#### DESCRIPTION OF THE TASK:
Reproduce the data below verbatim, line for line, with no changes, additions, or omissions.

#### RECORDS SHOWN:

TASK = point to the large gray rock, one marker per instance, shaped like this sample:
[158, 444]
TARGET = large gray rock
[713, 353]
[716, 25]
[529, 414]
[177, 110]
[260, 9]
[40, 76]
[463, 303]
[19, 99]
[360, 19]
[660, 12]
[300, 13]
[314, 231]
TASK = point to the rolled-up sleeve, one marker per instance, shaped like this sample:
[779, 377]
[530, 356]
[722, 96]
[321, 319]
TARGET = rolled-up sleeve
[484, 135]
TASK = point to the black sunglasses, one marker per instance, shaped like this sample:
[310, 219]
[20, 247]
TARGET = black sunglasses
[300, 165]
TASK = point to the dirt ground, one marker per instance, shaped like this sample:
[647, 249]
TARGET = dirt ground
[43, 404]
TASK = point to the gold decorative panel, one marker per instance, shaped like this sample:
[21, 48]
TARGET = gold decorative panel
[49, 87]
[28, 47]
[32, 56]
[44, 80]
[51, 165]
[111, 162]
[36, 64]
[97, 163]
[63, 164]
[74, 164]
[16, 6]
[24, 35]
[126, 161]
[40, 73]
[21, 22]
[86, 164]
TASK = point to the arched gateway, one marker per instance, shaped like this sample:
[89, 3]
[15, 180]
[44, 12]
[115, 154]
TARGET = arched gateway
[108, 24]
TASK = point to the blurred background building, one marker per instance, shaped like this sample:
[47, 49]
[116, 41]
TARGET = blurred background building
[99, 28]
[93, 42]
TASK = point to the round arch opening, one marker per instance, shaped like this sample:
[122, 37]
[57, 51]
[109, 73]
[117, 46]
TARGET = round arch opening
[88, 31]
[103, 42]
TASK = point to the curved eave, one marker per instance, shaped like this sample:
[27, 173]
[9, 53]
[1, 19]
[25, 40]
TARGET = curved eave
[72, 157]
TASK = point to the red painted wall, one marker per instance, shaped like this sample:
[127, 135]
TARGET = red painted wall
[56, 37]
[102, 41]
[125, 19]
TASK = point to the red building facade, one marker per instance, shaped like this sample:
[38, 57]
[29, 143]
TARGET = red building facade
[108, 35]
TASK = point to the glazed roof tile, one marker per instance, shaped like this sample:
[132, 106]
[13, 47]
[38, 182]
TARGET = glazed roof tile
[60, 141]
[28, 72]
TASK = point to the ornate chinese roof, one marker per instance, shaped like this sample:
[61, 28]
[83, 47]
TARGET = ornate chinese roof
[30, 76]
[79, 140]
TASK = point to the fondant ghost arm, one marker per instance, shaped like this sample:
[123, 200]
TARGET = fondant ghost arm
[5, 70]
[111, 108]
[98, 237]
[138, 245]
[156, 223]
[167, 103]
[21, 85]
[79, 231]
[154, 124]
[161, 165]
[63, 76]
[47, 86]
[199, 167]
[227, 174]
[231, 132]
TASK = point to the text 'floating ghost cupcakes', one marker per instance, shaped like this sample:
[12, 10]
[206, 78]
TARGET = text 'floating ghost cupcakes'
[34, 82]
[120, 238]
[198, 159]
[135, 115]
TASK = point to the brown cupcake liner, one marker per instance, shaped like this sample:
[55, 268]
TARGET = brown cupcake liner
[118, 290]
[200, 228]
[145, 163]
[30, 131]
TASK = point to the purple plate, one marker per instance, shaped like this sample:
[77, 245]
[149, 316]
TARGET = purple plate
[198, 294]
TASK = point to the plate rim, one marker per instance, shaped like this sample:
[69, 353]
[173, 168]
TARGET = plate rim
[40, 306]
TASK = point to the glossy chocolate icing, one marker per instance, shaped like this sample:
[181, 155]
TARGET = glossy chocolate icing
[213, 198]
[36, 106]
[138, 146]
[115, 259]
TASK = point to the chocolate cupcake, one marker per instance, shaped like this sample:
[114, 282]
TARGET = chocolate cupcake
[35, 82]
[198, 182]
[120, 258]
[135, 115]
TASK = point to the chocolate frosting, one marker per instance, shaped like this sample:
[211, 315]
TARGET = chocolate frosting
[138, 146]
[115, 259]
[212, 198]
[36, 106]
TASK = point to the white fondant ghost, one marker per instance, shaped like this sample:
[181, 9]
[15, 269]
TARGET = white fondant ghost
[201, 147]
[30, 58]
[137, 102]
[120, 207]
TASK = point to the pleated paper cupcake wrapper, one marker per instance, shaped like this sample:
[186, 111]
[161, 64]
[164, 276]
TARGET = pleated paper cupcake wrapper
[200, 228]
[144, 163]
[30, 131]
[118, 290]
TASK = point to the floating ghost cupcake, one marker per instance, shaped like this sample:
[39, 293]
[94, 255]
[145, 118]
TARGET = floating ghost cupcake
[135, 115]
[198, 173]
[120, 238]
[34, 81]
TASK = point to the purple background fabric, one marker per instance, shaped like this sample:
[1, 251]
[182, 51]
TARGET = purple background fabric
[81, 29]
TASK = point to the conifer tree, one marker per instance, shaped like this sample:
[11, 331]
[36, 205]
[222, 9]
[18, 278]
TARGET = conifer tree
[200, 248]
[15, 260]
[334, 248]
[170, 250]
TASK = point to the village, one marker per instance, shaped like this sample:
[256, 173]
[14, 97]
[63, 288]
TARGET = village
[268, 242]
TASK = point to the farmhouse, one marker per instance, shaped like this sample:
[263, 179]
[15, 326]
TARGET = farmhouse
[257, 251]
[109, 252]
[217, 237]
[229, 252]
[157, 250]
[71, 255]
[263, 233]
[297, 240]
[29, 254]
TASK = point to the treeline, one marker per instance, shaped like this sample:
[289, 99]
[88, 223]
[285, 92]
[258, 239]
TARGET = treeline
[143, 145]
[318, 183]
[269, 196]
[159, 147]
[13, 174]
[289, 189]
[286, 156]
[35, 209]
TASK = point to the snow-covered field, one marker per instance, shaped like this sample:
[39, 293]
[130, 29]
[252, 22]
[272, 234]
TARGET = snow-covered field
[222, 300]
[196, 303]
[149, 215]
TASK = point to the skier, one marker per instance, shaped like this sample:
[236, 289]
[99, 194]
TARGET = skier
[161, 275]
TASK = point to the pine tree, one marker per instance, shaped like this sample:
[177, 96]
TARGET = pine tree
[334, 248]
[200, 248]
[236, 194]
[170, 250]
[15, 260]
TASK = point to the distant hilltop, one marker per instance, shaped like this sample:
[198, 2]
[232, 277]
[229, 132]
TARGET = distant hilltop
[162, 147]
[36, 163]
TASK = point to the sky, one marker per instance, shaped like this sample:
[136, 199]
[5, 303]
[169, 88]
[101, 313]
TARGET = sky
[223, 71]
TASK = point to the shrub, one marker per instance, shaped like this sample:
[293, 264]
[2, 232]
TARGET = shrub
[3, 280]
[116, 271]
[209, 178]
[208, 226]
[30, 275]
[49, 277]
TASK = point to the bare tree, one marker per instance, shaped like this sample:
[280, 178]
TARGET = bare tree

#### CORRECT RESPONSE:
TASK = point to the large gray rock, one marker per instance, shaped like this sample:
[158, 444]
TARGET = large gray rock
[713, 353]
[716, 25]
[529, 414]
[177, 110]
[260, 9]
[40, 76]
[463, 303]
[19, 99]
[360, 19]
[660, 12]
[300, 13]
[314, 231]
TASK = point to the rolled-up sleeve, one marker per instance, shaped like this sample:
[779, 377]
[530, 356]
[722, 96]
[321, 319]
TARGET = rolled-up sleeve
[484, 135]
TASK = point to the black sunglasses, one marker per instance, shaped like this sample:
[310, 219]
[20, 247]
TARGET = black sunglasses
[300, 165]
TASK = point to the dirt ground, one marker per instance, shaped like this sample:
[647, 249]
TARGET = dirt ground
[43, 404]
TASK = point to the gold decorative panel, one marker per instance, shaped like this sample:
[21, 48]
TARGET = gold decorative panel
[49, 87]
[28, 47]
[32, 56]
[44, 80]
[51, 165]
[111, 162]
[36, 64]
[97, 163]
[63, 164]
[74, 164]
[16, 6]
[24, 35]
[126, 161]
[40, 73]
[21, 22]
[86, 164]
TASK = point to the arched gateway, one marker per instance, shaped like this sample:
[89, 3]
[15, 180]
[44, 12]
[115, 154]
TARGET = arched gateway
[108, 24]
TASK = point to the blurred background building, one marker per instance, shaped like this sample:
[47, 49]
[116, 41]
TARGET = blurred background building
[99, 28]
[93, 42]
TASK = point to the round arch opening, one marker per instance, shaped like this sample:
[122, 37]
[57, 51]
[109, 73]
[117, 46]
TARGET = round arch opening
[88, 31]
[103, 42]
TASK = point to the curved eave, one marker per instance, shaped like this sample:
[27, 173]
[9, 53]
[1, 19]
[25, 40]
TARGET = curved eave
[72, 157]
TASK = point to the red painted wall, one marker per instance, shaped like this sample:
[127, 135]
TARGET = red painted wall
[56, 37]
[102, 41]
[125, 19]
TASK = point to the red building facade, one marker per instance, shaped like this sample:
[38, 57]
[29, 143]
TARGET = red building facade
[108, 35]
TASK = point to the glazed roof tile, one marker per instance, shaped like this sample:
[132, 106]
[13, 47]
[38, 182]
TARGET = glazed roof tile
[60, 141]
[28, 72]
TASK = point to the ornate chinese roof, one marker per instance, shaped like this sample:
[61, 28]
[83, 47]
TARGET = ornate chinese roof
[30, 76]
[79, 140]
TASK = point to the fondant ghost arm, one marker per instance, shaped like this sample:
[123, 200]
TARGET = fondant ghost arm
[5, 70]
[111, 108]
[98, 237]
[138, 245]
[156, 223]
[167, 103]
[21, 85]
[79, 231]
[154, 124]
[161, 165]
[63, 76]
[47, 86]
[199, 167]
[227, 174]
[231, 132]
TASK = point to the text 'floating ghost cupcakes', one marker per instance, shaped like this sample:
[12, 10]
[206, 78]
TARGET = text 'floating ghost cupcakes'
[34, 82]
[120, 238]
[198, 159]
[135, 115]
TASK = point to the brown cupcake liner, one marker per instance, shaped like this sample:
[55, 268]
TARGET = brown cupcake liner
[118, 290]
[200, 228]
[145, 163]
[30, 131]
TASK = point to the purple plate, one marker per instance, shaped like this sample:
[77, 245]
[149, 316]
TARGET = purple plate
[198, 294]
TASK = point to the plate rim, one marker per instance, shaped like this sample:
[69, 353]
[173, 168]
TARGET = plate rim
[40, 306]
TASK = point to the glossy chocolate icing, one marker per instance, shaped like this sample:
[181, 155]
TARGET = glossy chocolate icing
[213, 198]
[36, 106]
[138, 146]
[115, 259]
TASK = point to the chocolate cupcake, one marker per instance, shaped like this sample:
[114, 282]
TARGET = chocolate cupcake
[35, 82]
[198, 182]
[120, 258]
[135, 115]
TASK = point to the chocolate frosting, one marker per instance, shaped like this sample:
[211, 315]
TARGET = chocolate frosting
[138, 146]
[115, 259]
[212, 198]
[36, 106]
TASK = point to the white fondant ghost, one marker per instance, shaped like this sample:
[181, 9]
[15, 269]
TARGET = white fondant ghost
[201, 147]
[30, 58]
[137, 102]
[120, 207]
TASK = point to the pleated paper cupcake wrapper, one marker per instance, shaped like this sample:
[186, 111]
[161, 64]
[164, 276]
TARGET = pleated paper cupcake wrapper
[200, 228]
[144, 163]
[30, 131]
[118, 290]
TASK = point to the floating ghost cupcake, one marker per instance, shaped like this sample:
[39, 293]
[94, 255]
[145, 118]
TARGET = floating ghost cupcake
[135, 115]
[198, 173]
[120, 238]
[34, 81]
TASK = point to the purple background fabric, one marker per instance, shaped like this sample:
[1, 251]
[182, 51]
TARGET = purple background fabric
[81, 29]
TASK = point to the conifer tree, one marker per instance, shaped like this sample:
[11, 331]
[36, 205]
[222, 9]
[18, 278]
TARGET = conifer tree
[200, 248]
[15, 260]
[334, 248]
[170, 250]
TASK = point to the village, one marker per instance, shaped like this sample:
[256, 173]
[14, 97]
[63, 288]
TARGET = village
[268, 242]
TASK = point to the farmhouse, one marker per instance, shaped like this sample:
[263, 179]
[15, 326]
TARGET = farmhouse
[257, 251]
[109, 252]
[217, 237]
[229, 252]
[157, 250]
[71, 255]
[263, 233]
[297, 240]
[29, 254]
TASK = point to the treeline, one marker per instance, shaped like this sample:
[289, 99]
[88, 223]
[285, 92]
[258, 239]
TARGET = treeline
[143, 145]
[318, 183]
[269, 196]
[159, 147]
[13, 174]
[289, 189]
[286, 156]
[35, 209]
TASK = point to the snow-covered field, one marker per instance, shaped like this sample:
[39, 293]
[130, 29]
[252, 22]
[272, 234]
TARGET = snow-covered field
[222, 300]
[196, 303]
[149, 215]
TASK = point to the skier, one marker per instance, shaped like this sample:
[236, 289]
[99, 194]
TARGET = skier
[161, 275]
TASK = point to the pine tree, one marker per instance, shaped like this sample:
[177, 96]
TARGET = pine tree
[334, 248]
[200, 248]
[236, 194]
[170, 250]
[15, 260]
TASK = point to the distant hilltop, one marker per instance, shaped like this sample:
[198, 2]
[232, 277]
[229, 132]
TARGET = distant hilltop
[162, 147]
[36, 163]
TASK = point to the sky, one marker per instance, shaped like this sample:
[136, 199]
[5, 303]
[169, 88]
[101, 313]
TARGET = sky
[223, 71]
TASK = point to the shrub, one marker per instance, shaped like this sample:
[293, 264]
[2, 232]
TARGET = shrub
[3, 280]
[116, 271]
[209, 178]
[208, 226]
[30, 275]
[49, 277]
TASK = point to the bare tree, one marker per instance, shaped like this sample:
[280, 178]
TARGET = bare tree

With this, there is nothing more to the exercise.